__EXERCISE AIM__.
Leave out the pictures and retype exactly the lines from the one with "Question. For every instance of the snow-covered" through the end of the records.

__MATERIALS PROVIDED__.

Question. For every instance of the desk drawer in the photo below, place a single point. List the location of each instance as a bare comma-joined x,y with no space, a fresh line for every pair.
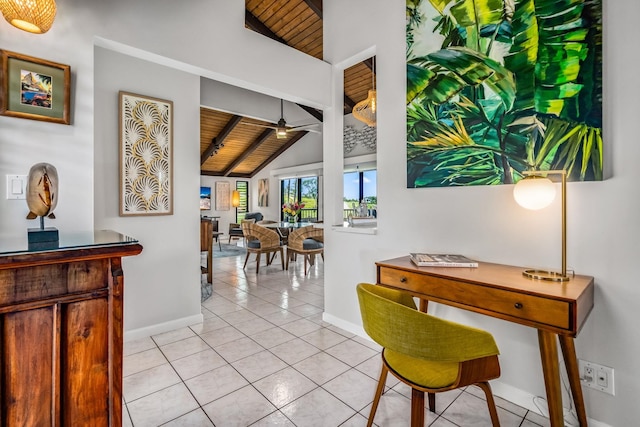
520,307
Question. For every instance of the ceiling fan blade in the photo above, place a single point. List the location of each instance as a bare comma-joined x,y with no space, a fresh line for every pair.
258,125
310,127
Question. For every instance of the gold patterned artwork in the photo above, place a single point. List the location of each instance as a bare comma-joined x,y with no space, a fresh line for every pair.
146,136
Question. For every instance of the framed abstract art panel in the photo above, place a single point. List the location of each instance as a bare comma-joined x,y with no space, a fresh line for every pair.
499,87
146,155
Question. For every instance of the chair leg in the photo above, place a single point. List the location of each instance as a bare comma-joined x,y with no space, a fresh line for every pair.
281,257
245,260
486,387
417,408
376,397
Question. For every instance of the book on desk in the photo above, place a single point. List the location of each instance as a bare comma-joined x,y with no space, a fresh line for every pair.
441,260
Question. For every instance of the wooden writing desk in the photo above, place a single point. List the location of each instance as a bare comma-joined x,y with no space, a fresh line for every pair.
554,309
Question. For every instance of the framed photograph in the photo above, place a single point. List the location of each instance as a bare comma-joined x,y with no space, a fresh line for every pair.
223,196
34,88
205,198
263,192
146,155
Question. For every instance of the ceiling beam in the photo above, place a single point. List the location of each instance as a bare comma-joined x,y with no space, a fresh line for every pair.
316,6
315,113
256,25
254,145
218,140
348,104
231,175
294,138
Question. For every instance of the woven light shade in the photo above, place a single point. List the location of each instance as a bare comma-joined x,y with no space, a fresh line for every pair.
365,111
34,16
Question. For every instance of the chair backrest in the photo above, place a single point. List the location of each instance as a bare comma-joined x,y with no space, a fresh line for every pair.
268,238
206,234
297,236
390,318
257,216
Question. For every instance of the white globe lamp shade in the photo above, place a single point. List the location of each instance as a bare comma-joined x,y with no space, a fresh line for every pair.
534,192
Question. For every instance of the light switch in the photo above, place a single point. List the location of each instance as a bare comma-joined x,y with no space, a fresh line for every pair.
16,187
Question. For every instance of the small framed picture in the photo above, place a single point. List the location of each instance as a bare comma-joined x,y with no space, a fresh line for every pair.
34,88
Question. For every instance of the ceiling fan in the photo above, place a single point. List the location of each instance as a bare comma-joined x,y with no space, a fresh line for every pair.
281,127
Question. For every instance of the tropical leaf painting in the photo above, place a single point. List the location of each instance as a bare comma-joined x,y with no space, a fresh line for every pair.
497,87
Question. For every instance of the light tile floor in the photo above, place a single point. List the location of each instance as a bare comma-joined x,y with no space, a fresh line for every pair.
264,357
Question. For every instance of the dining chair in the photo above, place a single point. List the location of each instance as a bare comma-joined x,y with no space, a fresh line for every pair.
307,241
206,244
261,240
427,353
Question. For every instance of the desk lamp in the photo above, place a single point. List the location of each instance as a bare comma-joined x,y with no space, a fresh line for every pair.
536,191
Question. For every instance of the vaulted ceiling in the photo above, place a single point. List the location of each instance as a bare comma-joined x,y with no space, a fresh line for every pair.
237,146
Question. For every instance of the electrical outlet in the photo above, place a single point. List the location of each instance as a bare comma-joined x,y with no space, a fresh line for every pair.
596,376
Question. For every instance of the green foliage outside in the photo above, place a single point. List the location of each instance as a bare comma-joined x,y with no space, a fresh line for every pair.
515,85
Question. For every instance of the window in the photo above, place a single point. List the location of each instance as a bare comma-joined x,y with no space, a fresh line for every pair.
359,185
303,190
243,188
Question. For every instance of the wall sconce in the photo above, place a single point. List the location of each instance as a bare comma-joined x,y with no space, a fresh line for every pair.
34,16
536,191
235,198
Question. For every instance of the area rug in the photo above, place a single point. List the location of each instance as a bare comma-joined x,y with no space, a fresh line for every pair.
227,250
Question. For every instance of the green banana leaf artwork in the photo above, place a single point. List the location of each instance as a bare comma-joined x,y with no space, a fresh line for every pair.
497,87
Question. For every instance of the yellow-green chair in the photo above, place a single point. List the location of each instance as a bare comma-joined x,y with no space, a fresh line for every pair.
427,353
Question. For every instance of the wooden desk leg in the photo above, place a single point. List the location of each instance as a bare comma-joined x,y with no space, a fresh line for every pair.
571,363
551,372
417,408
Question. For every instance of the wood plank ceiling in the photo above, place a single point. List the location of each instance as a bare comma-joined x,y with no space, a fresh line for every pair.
228,145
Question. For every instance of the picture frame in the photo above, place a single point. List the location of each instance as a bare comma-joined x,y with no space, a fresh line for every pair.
145,155
263,192
223,196
205,198
34,88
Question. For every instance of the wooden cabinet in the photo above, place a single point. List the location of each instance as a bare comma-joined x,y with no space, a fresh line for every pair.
61,332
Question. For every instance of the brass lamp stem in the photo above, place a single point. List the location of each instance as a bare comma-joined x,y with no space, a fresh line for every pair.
564,223
550,275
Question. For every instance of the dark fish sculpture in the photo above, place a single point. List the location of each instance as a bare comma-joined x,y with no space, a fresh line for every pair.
42,190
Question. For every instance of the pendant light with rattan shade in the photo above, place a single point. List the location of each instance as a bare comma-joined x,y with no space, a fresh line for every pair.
365,111
34,16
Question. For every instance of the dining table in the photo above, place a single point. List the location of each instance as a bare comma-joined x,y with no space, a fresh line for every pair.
284,227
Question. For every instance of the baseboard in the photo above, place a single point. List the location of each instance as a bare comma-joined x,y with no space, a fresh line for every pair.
159,328
505,391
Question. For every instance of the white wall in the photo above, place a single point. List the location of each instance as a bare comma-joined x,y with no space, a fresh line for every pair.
206,39
485,222
69,148
163,283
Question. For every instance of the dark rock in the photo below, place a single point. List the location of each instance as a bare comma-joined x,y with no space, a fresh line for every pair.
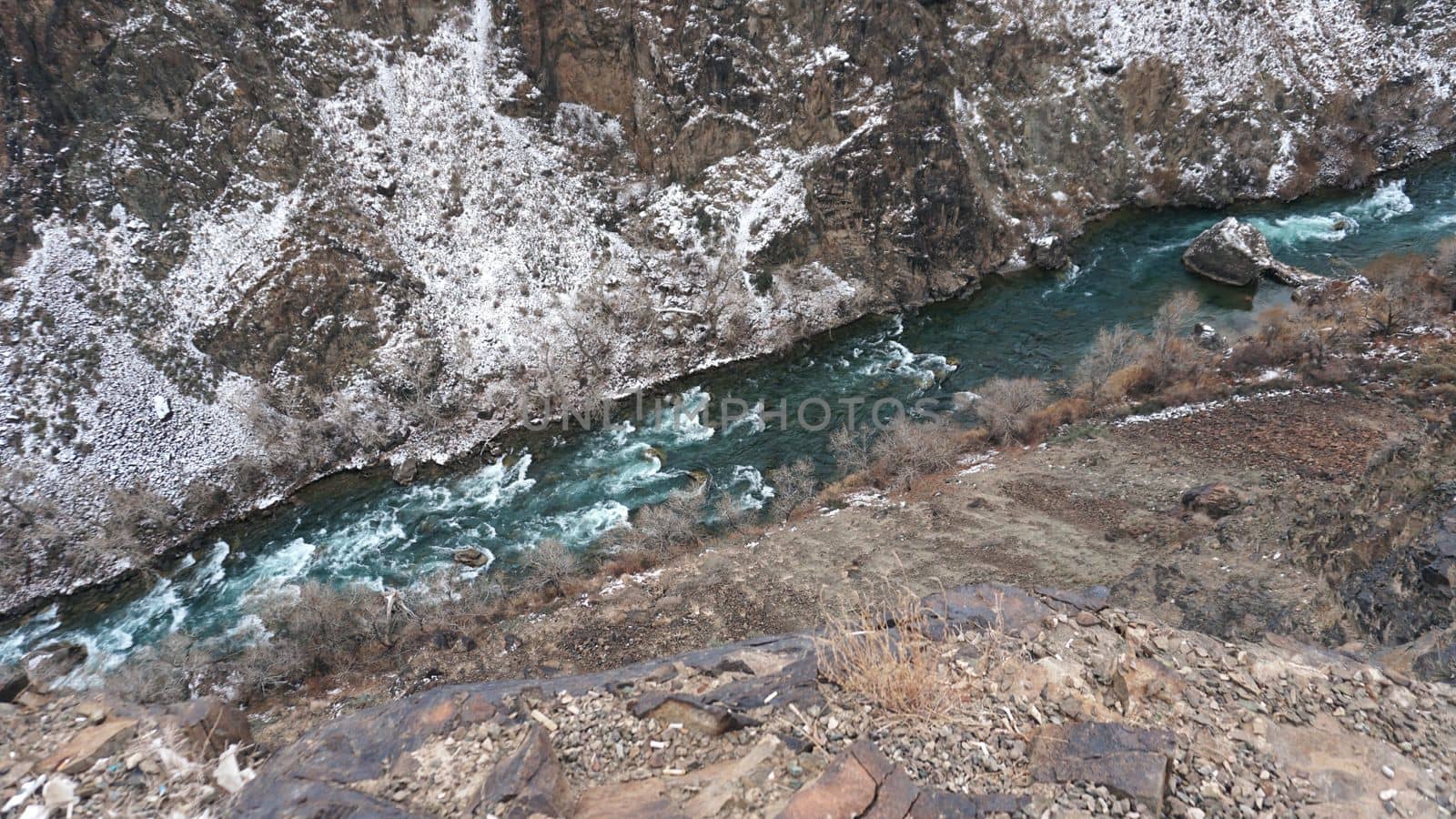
528,783
91,745
470,557
1208,339
1091,599
208,726
51,662
1235,252
941,804
795,683
848,787
1215,500
863,782
404,472
12,682
1050,252
987,605
1132,763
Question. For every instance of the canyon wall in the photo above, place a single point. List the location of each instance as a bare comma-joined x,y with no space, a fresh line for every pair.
251,242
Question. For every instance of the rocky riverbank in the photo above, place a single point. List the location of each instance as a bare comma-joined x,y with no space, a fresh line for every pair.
257,244
1048,703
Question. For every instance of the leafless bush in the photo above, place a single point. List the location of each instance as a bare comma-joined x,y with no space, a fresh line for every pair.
794,486
852,450
909,450
662,528
1113,350
1169,354
550,562
320,632
167,672
1006,405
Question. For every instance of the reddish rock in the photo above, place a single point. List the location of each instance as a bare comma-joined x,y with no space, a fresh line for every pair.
12,682
91,745
1215,500
528,783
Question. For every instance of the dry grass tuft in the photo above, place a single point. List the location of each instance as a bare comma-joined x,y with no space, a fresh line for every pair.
880,647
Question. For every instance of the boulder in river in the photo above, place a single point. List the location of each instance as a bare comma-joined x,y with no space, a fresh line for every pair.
472,557
51,662
1235,252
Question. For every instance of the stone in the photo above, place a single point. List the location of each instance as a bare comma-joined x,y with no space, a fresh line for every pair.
405,471
12,682
1215,500
989,605
1132,763
939,804
51,662
848,787
470,557
526,783
1091,599
705,719
89,745
208,726
644,799
1237,252
94,710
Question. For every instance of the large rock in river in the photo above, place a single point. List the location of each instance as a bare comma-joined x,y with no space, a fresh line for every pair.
1235,252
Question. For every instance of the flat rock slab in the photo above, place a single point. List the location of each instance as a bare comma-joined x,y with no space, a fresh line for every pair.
89,745
863,782
1132,763
989,605
528,783
1237,252
688,712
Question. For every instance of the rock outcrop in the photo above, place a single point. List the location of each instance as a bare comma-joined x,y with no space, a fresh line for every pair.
1237,252
1041,727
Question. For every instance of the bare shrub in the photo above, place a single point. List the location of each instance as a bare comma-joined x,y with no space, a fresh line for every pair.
1006,407
322,632
1409,292
794,484
550,562
662,528
895,669
1171,354
171,671
1113,350
852,450
909,450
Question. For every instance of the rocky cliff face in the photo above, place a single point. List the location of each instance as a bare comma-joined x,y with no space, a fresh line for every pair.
248,242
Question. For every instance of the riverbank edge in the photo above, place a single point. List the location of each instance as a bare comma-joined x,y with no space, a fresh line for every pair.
451,450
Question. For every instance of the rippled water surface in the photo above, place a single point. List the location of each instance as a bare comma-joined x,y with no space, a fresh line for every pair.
575,487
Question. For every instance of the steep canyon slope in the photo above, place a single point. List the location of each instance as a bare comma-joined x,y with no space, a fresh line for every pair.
248,242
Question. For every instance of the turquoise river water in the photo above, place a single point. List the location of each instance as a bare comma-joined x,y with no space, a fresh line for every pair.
575,487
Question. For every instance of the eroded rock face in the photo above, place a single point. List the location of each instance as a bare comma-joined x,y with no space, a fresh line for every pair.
1237,252
232,198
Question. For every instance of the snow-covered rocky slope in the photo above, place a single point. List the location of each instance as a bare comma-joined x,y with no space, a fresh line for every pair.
251,242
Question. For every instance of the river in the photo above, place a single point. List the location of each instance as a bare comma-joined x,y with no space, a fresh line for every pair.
577,486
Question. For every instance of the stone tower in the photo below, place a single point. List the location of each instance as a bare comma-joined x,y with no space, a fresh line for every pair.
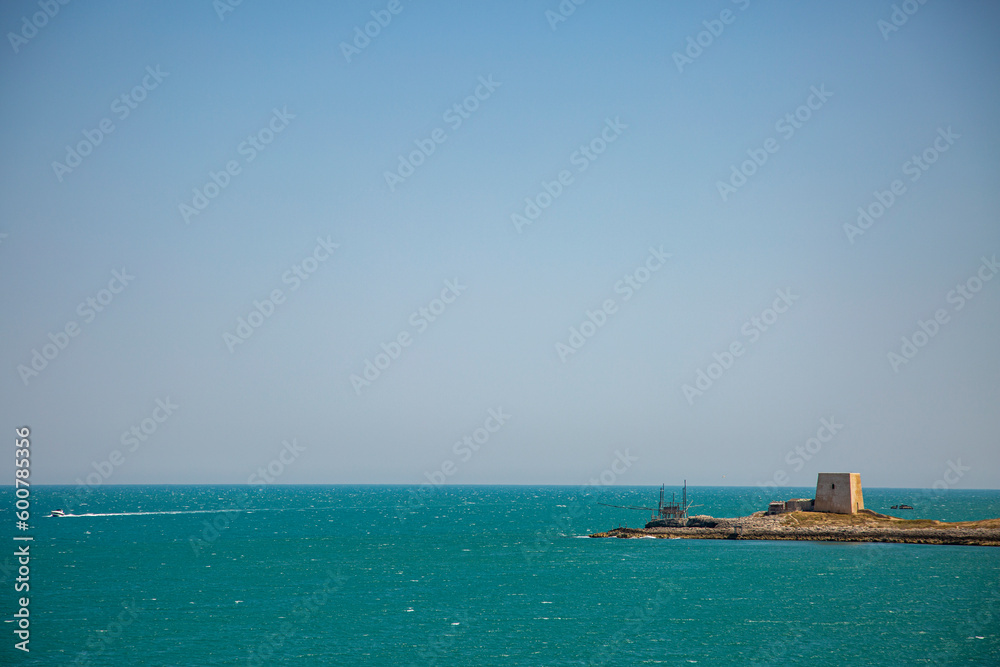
839,493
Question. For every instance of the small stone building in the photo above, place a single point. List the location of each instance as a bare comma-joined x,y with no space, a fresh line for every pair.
839,493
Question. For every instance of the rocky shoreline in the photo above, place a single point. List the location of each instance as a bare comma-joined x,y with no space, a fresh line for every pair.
865,526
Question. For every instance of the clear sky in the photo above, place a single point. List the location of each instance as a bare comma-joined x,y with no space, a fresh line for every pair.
689,174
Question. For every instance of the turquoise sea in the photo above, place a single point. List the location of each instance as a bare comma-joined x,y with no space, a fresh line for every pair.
482,575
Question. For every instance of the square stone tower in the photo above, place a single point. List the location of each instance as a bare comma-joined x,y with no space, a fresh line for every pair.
839,493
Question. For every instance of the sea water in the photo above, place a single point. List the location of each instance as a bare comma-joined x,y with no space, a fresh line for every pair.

__RESULT OF THIS EXERCISE__.
Question. For every instance of the snow-covered rocky slope in the photo above, place a single point. List the location of each instance as a bare comma-joined x,y with no space, a fresh line for every pair.
251,242
Question. For every instance of the river in the photo above, place a single point. List the location of each instance as a bare comma-joined x,y with no space, a fresh line for every pair.
577,486
Question. For every instance of the stone tower in the photo below, place a single point. List the location of each instance as a bare comma-joined x,y with no space, a fresh line for every pair.
839,493
Question. For every instance of the small stone building in the photo above, place a single point. List the location of each instance as a bare comma-joined x,y with no space, a fresh line for every pair.
839,493
Question. For every instance of the rocky shoreline in the photo above, place a single point. List the location of each instance as a bare comma-joined x,y with no space, a fresh line for every pair.
865,526
Question. For every instance of the clear sky in the photo above, place a single point. List the location of each instance as a bare comma-joined x,y with no space, a fresh line for every pair.
689,174
Question. For every instance of the turquoise sea in the photo above, place a single point. List the location of each instance as a bare comma-joined x,y with no space, a fresh line for every pair.
482,575
Question. For every instance of the square stone tower in the photo above, place a single point. List the location of each instance as a bare comma-joined x,y with no space, a fresh line for every pair.
839,493
Question. For every instance of the sea water in the photo above, place a single point. List the location of each instance as a bare comma-joined x,y with no space, a fresh line for every pair.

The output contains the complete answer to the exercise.